:: Texte ::

________________________

Que ce dossier constitue bien une réponse, à peine masquée, à des critiques, c’est ce que confirme la newsletter du Monde, « La Toile de l’éducation », du 22 avril, qui tente de faire le point sur l’ensemble du débat, à destination de ses abonnés. Avant d’annoncer son « supplément » du lendemain, sous le titre – entre guillemets – "Analyse", elle évoque les critiques que le quotidien a essuyées : « En s’appuyant sur des analyses produites par des critiques des médias comme l’association Acrimed, une frange d’universitaires a multiplié les accusations à l’encontre du journal, lui reprochant de dissimuler les raisons de la "mobilisation" et d’en véhiculer sciemment une mauvaise image. Plus généralement, Le Monde a été accusé de s’être rangé aux côtés du gouvernement. » Et la newsletter de citer la « "charte de bonne conduite" vis-à-vis du quotidien, destinée en fait à mettre en œuvre un boycottage systématique », et de donner les liens vers ASI [2] et Bakchich pour plus d’information.
Dans un second paragraphe intitulé « Communication », la newsletter signale d’autres sites, « du côté résolument hostile au Monde » (Fabula, ARHV) ou de l’autre (comme l’inénarrable Aliocha, dont on ne précise pas si elle est « farouchement favorable » au quotidien, mais à qui on fait l’honneur d’une citation)… Le supplément du 23 avril est enfin annoncé, et, au moins en partie, apparaît comme une réponse aux analyses que la newsletter met entre guillemets. Les abonnés de la newsletter, du moins, le comprendront aisément, grâce à l’évocation relativement précise des critiques et de leur origine – plus détaillée en tout cas que dans le « supplément » du Monde… où l’on se borne à parler d’une vague « mise en cause ». Mais s’il répondait directement aux critiques qui le visent, ou s’il en tenait compte tout en le disant, Le Monde ne serait pas Le Monde.

________________________

:: Données fournies ::
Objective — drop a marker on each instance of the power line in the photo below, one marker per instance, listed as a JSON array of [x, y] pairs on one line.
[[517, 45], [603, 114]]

________________________

:: Défi A ::
Résumez le texte sur la newsletter du Monde en deux phrases.
:: Défi B ::
Reproduisez le passage du texte sur la newsletter du Monde qui commence par « Dans un second » et se poursuit jusqu'à « pas Le Monde. ».

:: Réponse rédigée A ::
La newsletter du Monde « La Toile de l'éducation » du 22 avril confirme que le dossier du journal répond à des critiques. Elle rapporte que des universitaires, s'appuyant sur Acrimed, ont accusé le quotidien de cacher les raisons de la mobilisation, d'en donner une mauvaise image et de se ranger aux côtés du gouvernement, et elle présente ces critiques plus précisément que le supplément lui-même, qui ne parle que d'une vague « mise en cause ».

:: Réponse rédigée B ::
Dans un second paragraphe intitulé « Communication », la newsletter signale d’autres sites, « du côté résolument hostile au Monde » (Fabula, ARHV) ou de l’autre (comme l’inénarrable Aliocha, dont on ne précise pas si elle est « farouchement favorable » au quotidien, mais à qui on fait l’honneur d’une citation)… Le supplément du 23 avril est enfin annoncé, et, au moins en partie, apparaît comme une réponse aux analyses que la newsletter met entre guillemets. Les abonnés de la newsletter, du moins, le comprendront aisément, grâce à l’évocation relativement précise des critiques et de leur origine – plus détaillée en tout cas que dans le « supplément » du Monde… où l’on se borne à parler d’une vague « mise en cause ». Mais s’il répondait directement aux critiques qui le visent, ou s’il en tenait compte tout en le disant, Le Monde ne serait pas Le Monde.